─── Provided data ───

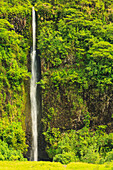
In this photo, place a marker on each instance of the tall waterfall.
(33, 91)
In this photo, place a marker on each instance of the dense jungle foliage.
(75, 45)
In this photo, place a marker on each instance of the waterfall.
(33, 91)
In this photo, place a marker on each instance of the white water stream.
(33, 91)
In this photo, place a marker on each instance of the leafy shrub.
(13, 135)
(65, 158)
(109, 156)
(9, 154)
(88, 146)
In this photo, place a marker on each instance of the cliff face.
(75, 46)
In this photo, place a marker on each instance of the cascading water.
(33, 91)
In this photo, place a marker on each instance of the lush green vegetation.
(75, 44)
(53, 166)
(75, 41)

───

- **What the task requires**: Retype the entries exactly, skipping every picture.

- **Output of the task**:
In this photo, place a marker on each instance of the tall waterfall.
(33, 91)
In this photo, place a marker on each instance of the dense jungle foliage.
(75, 45)
In this photo, place a marker on each instance of the waterfall.
(33, 91)
In this photo, place a marker on each instance of the white water stream.
(33, 91)
In this photo, place a marker on each instance of the leafy shrub.
(13, 135)
(65, 158)
(109, 156)
(9, 154)
(88, 146)
In this photo, place a marker on each instance of the cliff face.
(75, 46)
In this photo, place a marker on each instance of the cascading water.
(33, 91)
In this photo, place a marker on each instance of the lush green vegetation.
(75, 44)
(53, 166)
(75, 41)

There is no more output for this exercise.